Micro: neoplastic intestinal glands resembling colonic adenocarcinoma; contain apical mucin vacuoles; variable calcification, endocrine cells, rare Paneth cells
Well differentiated: columnar cells that secrete mucin, rarely are ciliated
Poorly differentiated: solid pattern
Positive stains: acid mucins (Alcian Blue, colloidal iron), p53 (usually)
Well differentiated adenocarcinoma mimicking complete intestinal metaplasia
Neoplastic tubules have branching, tortuous, anastomosing and plexiform structures
May need several biopsies for correct diagnosis, Hum Path 1999;30:826
Diffuse type adenocarcinoma
Infiltrative growth of poorly differentiated discohesive malignant cells
Aka linitis plastica or signet ring adenocarcinoma
Mean age 48, M=F; more common in gastric cancers in the young
No reduction in incidence over past 50 years
Appears to arise without dysplastic precursor, possibly through primary involvement of genes affecting cell-cell and cell-matrix junctional proteins, AJSP 1996;20 Supp 1:S8
No known risk factors
Linitis plastica: broad region of gastric wall or entire stomach is extensively infiltrated by malignancy, creating a thickened, rigid, leather bottle-like stomach; may cause pyloric obstruction
Micro: gastric-type mucus cells, usually do NOT form glands, infiltrate as individual cells or small clusters, may be transmural; appear to arise from middle layer of mucosa; intestinal metaplasia usually not present; numerous signet ring cells seen (mucin pushes nucleus to periphery); submucosal fibrosis present, variable mucosal ulceration; hypertrophic muscularis propria; may have marked desmoplastic and inflammatory reaction
Positive stains: mucicarmine, Alcian blue-PAS, CEA, EMA, keratin, villin
Negative stains: TTF-1, p53 (usually)

* [Records shown]

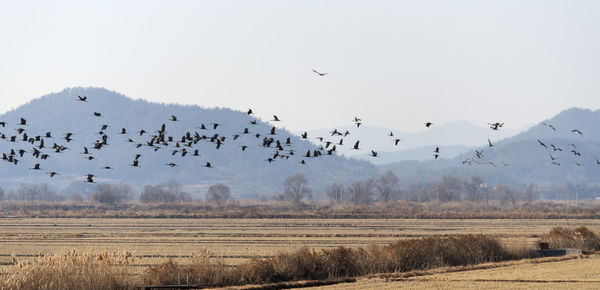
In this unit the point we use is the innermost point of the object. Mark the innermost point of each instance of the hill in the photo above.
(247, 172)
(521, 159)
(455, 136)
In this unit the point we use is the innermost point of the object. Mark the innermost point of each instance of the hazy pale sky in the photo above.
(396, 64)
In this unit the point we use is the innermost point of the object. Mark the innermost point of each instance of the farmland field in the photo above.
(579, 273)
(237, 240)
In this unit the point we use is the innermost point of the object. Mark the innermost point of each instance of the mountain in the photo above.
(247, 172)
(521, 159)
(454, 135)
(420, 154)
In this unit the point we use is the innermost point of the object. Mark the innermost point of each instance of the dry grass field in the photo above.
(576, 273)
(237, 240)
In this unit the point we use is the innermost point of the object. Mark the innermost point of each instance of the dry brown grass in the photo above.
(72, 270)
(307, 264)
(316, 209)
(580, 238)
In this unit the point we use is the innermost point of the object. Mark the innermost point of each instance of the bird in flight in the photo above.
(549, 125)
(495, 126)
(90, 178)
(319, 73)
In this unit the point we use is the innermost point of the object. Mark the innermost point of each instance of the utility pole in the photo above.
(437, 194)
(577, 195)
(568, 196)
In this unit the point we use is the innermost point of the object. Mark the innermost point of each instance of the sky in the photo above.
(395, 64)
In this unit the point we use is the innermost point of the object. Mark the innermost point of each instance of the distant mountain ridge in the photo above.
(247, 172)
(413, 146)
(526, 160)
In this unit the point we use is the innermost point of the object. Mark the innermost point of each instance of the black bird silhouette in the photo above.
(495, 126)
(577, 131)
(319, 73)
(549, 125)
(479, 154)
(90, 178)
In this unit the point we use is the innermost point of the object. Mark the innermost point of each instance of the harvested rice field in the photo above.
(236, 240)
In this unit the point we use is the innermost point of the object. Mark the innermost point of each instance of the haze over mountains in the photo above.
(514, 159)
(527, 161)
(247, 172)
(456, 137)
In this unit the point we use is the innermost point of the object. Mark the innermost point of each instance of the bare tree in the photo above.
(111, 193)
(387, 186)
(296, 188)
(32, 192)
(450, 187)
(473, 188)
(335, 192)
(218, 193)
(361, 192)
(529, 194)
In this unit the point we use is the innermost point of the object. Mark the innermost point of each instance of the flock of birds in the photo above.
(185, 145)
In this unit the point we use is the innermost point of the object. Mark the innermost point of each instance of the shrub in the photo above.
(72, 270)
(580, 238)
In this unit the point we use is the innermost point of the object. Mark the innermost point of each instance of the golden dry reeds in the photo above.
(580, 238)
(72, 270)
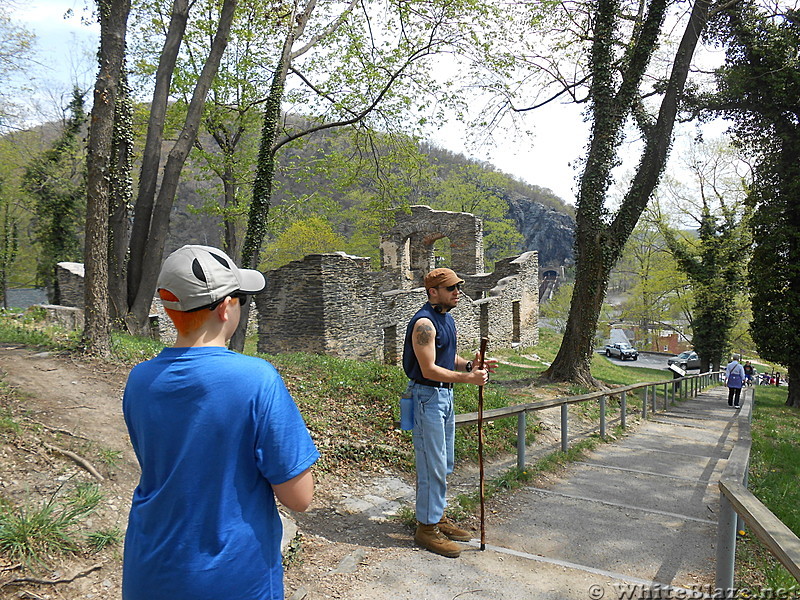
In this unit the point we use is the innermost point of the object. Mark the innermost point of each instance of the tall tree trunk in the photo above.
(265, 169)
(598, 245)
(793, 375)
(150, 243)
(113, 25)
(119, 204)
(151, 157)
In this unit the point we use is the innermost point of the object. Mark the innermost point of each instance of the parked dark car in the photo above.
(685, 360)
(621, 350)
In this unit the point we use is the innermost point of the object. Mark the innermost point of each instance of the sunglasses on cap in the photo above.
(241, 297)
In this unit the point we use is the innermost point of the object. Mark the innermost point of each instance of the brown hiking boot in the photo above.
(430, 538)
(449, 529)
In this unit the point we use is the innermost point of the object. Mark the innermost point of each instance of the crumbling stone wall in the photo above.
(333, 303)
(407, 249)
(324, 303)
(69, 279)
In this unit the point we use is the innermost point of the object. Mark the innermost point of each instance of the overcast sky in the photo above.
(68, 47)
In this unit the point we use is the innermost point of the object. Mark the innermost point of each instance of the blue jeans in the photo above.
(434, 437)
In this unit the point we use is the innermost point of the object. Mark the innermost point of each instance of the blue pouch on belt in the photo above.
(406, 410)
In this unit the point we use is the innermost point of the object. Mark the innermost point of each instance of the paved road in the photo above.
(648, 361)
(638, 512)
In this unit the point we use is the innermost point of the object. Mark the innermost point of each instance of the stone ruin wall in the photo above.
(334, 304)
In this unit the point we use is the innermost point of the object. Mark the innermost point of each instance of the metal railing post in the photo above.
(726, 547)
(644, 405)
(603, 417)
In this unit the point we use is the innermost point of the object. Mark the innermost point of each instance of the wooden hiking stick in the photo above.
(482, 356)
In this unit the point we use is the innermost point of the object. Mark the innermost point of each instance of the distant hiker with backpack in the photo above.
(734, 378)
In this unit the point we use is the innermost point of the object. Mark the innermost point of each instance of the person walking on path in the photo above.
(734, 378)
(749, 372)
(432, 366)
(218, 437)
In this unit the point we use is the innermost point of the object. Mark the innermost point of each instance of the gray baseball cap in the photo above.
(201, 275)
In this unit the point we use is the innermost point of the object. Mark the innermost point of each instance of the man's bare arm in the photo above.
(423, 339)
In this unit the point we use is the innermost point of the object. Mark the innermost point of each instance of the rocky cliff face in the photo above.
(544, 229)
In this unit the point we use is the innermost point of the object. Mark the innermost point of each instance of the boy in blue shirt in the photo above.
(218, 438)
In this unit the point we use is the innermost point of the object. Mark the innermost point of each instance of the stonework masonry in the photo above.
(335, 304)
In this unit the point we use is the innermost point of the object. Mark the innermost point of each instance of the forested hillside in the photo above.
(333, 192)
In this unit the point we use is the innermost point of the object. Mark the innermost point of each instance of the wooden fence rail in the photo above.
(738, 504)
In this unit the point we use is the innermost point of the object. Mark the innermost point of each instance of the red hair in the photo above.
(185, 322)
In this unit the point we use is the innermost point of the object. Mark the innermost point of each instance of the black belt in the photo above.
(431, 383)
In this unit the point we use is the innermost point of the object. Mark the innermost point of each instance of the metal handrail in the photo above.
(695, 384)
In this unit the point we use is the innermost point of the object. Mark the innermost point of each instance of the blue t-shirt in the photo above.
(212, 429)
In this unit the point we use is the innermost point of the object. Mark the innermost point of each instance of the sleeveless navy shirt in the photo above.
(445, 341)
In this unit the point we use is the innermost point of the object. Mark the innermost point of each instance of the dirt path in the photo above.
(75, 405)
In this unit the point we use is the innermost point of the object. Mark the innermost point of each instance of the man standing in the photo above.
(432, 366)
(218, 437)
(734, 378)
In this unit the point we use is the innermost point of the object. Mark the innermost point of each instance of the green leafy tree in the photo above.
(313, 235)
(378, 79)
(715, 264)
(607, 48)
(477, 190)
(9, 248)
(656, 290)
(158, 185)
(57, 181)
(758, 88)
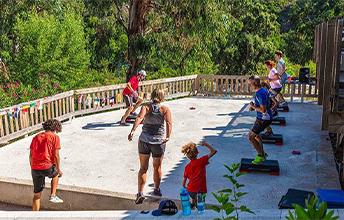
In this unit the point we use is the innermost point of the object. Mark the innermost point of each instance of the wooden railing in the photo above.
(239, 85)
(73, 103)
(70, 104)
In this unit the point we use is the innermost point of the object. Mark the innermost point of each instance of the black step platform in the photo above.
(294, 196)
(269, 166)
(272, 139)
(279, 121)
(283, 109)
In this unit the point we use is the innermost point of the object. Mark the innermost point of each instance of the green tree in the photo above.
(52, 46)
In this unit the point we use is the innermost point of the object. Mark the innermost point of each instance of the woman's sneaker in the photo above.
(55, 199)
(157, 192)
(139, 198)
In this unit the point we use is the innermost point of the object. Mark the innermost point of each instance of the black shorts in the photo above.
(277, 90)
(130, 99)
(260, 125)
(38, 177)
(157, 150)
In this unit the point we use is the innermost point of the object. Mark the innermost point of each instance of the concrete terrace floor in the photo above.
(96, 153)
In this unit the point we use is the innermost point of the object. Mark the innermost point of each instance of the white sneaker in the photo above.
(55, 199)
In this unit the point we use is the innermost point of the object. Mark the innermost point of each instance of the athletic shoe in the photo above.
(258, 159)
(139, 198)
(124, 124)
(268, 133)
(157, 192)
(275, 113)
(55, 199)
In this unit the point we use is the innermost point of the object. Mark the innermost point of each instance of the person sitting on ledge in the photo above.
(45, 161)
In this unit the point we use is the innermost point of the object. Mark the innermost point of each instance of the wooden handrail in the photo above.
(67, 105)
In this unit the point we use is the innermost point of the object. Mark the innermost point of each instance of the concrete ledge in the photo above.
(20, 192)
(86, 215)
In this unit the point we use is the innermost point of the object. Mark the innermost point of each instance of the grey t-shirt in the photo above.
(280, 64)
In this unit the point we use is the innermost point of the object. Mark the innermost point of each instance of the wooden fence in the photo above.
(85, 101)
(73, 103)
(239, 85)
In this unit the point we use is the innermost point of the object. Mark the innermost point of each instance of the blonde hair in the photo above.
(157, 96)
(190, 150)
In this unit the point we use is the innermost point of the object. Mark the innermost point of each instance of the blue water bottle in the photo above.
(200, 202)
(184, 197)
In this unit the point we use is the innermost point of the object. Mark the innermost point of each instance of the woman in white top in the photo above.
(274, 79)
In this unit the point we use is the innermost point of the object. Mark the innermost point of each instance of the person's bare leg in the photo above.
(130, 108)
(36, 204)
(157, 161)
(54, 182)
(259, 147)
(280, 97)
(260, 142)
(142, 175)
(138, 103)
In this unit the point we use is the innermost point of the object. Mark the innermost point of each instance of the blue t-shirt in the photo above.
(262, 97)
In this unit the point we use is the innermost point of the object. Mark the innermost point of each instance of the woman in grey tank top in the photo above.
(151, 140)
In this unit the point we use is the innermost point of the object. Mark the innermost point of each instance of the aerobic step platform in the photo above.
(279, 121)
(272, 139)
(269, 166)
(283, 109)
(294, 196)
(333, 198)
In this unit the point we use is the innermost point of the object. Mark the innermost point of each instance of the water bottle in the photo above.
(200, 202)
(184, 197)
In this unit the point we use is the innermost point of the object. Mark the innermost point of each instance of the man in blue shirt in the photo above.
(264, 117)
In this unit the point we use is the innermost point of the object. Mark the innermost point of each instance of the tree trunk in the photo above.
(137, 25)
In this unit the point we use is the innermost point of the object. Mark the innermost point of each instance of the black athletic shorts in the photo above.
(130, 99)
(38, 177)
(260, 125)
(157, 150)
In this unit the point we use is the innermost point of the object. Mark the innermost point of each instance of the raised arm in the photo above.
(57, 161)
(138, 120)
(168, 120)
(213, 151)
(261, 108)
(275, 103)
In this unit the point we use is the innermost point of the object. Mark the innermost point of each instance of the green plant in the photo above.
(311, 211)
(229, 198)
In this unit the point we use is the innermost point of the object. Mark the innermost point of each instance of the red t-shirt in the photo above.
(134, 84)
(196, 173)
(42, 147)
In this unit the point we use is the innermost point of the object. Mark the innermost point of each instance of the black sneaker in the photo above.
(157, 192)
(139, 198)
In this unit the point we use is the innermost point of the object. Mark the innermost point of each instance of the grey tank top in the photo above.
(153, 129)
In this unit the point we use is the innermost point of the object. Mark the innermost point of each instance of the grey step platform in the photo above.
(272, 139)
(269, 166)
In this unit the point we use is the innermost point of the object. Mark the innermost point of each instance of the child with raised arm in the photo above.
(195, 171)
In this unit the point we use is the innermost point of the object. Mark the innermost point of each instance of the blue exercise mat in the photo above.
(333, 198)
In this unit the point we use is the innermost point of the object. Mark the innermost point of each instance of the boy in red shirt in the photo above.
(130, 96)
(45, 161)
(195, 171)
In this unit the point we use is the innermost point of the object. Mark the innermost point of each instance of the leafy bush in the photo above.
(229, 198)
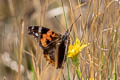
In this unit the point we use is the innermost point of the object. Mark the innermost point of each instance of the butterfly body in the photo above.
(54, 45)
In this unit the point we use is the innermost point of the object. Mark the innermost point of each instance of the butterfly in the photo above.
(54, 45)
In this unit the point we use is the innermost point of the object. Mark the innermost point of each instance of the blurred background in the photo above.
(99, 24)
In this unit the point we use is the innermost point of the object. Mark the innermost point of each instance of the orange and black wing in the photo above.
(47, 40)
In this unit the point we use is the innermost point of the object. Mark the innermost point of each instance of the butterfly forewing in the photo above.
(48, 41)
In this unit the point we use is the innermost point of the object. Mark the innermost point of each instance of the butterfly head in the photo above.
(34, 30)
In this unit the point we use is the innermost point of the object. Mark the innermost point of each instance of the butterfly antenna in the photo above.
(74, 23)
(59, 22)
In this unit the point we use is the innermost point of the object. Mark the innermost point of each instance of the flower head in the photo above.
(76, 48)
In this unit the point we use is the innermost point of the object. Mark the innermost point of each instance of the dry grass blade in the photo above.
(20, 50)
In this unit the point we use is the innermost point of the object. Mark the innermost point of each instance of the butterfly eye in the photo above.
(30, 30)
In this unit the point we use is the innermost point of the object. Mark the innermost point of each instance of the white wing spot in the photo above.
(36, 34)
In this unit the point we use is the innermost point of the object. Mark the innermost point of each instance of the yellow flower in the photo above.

* [Actions to take]
1. Answer these from the pathology notes:
(a) What mean age is given for diffuse type adenocarcinoma?
(b) Which stains are listed as negative?
(c) What pattern is given for "Poorly differentiated"?
2. Set down the pathology notes word for word, from "Micro: neoplastic intestinal" up to and including "iron), p53 (usually)".

* [Results of the exercise]
1.
(a) 48
(b) TTF-1 and p53 (usually)
(c) A solid pattern

2.
Micro: neoplastic intestinal glands resembling colonic adenocarcinoma; contain apical mucin vacuoles; variable calcification, endocrine cells, rare Paneth cells
Well differentiated: columnar cells that secrete mucin, rarely are ciliated
Poorly differentiated: solid pattern
Positive stains: acid mucins (Alcian Blue, colloidal iron), p53 (usually)